*** EXTRACT Section Begins ***

CONCORD, Calif.--(BUSINESS WIRE)--Cerus Corporation (NASDAQ:CERS) today announced the closing of a registered underwritten public offering of its common stock, which included the sale of additional shares of common stock upon full exercise of the underwriter’s option to purchase additional shares. Total proceeds for the offering were $57.5 million, before deducting estimated offering expenses payable by Cerus.
BTIG, LLC acted as sole book-running manager for the offering.
A shelf registration statement on Form S-3 relating to the public offering of the shares of common stock described above was declared effective by the Securities and Exchange Commission (SEC) on January 8, 2018. You should read the prospectus in the registration statement and related final prospectus supplement that Cerus has filed with the SEC for more complete information about Cerus and this offering. An electronic copy of the final prospectus supplement and accompanying prospectus relating to the offering is available on the website of the SEC at www.sec.gov. Copies of the final prospectus supplement and the accompanying prospectus relating to the offering may be obtained by contacting BTIG, LLC, at 825 Third Avenue, 6th Floor, New York, NY, 10022, or by telephone at (212) 593-7555 or by e-mail at email@example.com.
This press release shall not constitute an offer to sell or the solicitation of an offer to buy these securities, nor shall there be any sale of these securities in any state or other jurisdiction in which such offer, solicitation or sale would be unlawful prior to the registration or qualification under the securities laws of any such state or other jurisdiction.
Cerus Corporation is a biomedical products company focused in the field of blood transfusion safety. Cerus currently markets and sells the INTERCEPT Blood System for both platelets and plasma in the United States, Europe, the Commonwealth of Independent States, the Middle East and selected countries in other regions around the world. The INTERCEPT Red Blood Cell system is in clinical development.
INTERCEPT and the INTERCEPT Blood System are trademarks of Cerus Corporation.
This press release contains forward-looking statements. Any statements contained in this press release that are not statements of historical fact may be deemed to be forward-looking statements, including, without limitation, statements relating to Cerus’ public offering. These forward-looking statements are based upon Cerus’ current expectations. Actual results could differ materially from these forward-looking statements as a result of certain factors, including, without limitation, risks related to market conditions and the satisfaction of customary closing conditions related to the proposed public offering, risks related to the application of the net proceeds from the proposed public offering, risks associated with the uncertain research and product development process, and other risks detailed in Cerus' filings with the SEC, including in Cerus' quarterly report on Form 10-Q for the quarter ended September 30, 2017, filed with the SEC on November 3, 2017 and in the final prospectus supplement related to the proposed offering filed with the SEC on February 1, 2018. You are cautioned not to place undue reliance on these forward-looking statements, which speak only as of the date of this press release. Cerus does not undertake any obligation to update any forward-looking statements as a result of new information, future events, changed assumptions or otherwise.

*** EXTRACT Section Ends ***
*** SOURCE MATERIAL Section Begins ***

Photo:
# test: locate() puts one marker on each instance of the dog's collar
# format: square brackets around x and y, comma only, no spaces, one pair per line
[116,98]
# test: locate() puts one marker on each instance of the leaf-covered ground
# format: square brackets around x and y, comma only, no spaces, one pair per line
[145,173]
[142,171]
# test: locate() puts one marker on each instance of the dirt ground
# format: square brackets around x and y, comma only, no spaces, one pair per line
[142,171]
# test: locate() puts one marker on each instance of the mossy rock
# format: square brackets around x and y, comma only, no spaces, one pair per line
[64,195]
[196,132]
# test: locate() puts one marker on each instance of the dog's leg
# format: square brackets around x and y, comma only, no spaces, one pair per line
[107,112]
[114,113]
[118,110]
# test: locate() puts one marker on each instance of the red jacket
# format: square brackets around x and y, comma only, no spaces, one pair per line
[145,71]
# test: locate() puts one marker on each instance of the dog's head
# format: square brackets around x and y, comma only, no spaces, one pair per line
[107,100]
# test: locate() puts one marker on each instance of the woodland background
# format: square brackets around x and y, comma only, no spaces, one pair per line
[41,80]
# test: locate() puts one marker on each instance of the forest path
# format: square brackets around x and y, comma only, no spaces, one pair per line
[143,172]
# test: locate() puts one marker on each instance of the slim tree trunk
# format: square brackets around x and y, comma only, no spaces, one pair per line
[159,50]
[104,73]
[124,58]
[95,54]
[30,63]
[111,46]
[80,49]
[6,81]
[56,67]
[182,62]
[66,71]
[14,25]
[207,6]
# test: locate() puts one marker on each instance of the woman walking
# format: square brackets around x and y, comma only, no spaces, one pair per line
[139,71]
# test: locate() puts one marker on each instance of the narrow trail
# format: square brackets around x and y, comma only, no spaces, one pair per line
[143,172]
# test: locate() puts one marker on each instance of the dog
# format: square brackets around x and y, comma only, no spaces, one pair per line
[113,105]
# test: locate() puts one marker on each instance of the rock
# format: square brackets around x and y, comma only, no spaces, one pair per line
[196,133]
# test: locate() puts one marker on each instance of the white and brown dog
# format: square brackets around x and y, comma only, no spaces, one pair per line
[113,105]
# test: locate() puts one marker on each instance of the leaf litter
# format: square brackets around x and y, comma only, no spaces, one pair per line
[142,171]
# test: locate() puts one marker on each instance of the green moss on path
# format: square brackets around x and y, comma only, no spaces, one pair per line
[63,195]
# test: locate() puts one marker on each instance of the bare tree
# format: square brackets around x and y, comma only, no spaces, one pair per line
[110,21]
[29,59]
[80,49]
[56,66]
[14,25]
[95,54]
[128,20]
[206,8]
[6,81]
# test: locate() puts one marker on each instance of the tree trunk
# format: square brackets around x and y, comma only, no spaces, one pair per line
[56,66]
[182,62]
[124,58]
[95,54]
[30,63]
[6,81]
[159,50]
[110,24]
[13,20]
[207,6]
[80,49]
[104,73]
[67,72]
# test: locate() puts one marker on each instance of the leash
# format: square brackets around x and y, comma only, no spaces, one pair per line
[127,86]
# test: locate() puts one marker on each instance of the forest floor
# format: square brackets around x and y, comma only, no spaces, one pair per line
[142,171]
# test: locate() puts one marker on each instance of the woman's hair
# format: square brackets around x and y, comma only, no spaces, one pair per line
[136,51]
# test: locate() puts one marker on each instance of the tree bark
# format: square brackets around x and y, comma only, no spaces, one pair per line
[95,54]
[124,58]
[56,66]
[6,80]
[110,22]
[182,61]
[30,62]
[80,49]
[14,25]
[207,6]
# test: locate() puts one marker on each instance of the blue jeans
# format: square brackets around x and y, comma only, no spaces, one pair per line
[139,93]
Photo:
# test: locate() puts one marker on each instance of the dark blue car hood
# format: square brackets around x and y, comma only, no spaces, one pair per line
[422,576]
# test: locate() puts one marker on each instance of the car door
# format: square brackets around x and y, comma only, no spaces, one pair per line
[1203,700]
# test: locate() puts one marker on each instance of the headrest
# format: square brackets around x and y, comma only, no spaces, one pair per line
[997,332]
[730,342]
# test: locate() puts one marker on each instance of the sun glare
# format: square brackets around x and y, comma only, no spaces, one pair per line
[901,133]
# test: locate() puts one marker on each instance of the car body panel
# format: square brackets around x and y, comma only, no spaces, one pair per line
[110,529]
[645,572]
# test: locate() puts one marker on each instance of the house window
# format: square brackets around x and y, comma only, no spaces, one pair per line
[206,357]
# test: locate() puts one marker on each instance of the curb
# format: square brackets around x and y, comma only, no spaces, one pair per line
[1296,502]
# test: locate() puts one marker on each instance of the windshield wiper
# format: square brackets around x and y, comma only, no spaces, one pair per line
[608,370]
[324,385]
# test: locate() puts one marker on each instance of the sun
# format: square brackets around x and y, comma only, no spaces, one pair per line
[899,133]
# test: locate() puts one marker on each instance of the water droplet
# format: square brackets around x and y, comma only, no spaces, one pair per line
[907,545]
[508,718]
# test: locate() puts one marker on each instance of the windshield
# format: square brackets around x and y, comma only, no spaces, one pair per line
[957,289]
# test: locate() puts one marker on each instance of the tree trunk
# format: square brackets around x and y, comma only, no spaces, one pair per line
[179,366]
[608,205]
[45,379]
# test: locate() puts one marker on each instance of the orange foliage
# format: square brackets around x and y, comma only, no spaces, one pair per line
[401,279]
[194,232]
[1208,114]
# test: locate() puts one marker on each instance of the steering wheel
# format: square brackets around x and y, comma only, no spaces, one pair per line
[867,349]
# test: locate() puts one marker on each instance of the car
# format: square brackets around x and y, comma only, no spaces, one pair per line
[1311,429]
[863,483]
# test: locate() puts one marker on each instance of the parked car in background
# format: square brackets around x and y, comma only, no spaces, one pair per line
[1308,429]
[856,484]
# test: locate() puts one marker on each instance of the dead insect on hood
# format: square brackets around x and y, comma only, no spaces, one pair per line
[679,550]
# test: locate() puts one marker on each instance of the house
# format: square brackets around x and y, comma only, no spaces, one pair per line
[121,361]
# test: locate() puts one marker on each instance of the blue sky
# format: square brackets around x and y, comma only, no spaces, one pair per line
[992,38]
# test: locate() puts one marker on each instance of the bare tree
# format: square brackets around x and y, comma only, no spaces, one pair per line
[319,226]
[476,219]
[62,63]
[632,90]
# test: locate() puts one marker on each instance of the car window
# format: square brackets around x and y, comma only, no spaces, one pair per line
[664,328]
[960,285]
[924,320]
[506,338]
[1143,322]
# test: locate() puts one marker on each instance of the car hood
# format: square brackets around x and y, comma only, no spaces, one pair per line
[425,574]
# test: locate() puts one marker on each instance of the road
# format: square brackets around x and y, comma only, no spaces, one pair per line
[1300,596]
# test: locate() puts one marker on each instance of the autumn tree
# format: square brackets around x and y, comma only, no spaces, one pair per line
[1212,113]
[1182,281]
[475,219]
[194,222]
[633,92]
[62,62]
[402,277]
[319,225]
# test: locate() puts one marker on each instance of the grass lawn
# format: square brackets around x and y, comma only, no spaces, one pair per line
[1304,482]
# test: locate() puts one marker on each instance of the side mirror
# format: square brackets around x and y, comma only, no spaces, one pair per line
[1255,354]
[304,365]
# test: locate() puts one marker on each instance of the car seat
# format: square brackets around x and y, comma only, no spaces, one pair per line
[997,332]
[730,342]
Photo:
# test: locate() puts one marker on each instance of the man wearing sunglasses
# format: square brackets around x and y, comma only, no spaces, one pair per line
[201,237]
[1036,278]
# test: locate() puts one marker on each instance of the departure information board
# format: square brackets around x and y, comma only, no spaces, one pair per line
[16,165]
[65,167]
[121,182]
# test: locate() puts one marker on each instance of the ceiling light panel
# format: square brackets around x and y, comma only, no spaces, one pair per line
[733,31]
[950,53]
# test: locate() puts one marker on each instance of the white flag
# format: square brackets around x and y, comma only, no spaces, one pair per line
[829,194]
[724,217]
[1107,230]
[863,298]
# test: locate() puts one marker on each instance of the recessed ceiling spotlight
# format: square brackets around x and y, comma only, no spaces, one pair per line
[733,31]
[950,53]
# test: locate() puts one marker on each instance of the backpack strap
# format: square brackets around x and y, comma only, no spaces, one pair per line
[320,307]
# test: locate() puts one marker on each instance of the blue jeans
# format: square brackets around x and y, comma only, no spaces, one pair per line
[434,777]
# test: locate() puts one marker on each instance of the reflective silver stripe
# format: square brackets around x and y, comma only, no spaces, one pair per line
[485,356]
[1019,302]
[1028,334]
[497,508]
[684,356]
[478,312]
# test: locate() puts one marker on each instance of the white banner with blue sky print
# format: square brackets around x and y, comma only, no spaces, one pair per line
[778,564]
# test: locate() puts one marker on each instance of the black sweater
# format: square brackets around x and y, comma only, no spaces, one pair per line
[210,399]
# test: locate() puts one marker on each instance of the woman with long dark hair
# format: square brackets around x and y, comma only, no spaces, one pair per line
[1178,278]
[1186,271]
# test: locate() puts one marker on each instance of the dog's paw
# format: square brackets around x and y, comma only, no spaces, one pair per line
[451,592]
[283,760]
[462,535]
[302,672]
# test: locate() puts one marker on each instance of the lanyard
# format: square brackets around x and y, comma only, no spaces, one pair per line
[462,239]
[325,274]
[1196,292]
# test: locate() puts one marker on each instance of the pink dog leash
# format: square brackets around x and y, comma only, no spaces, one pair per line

*** SOURCE MATERIAL Section Ends ***

According to the Cerus offering press release, on what date did the SEC declare the shelf registration statement on Form S-3 effective?

January 8, 2018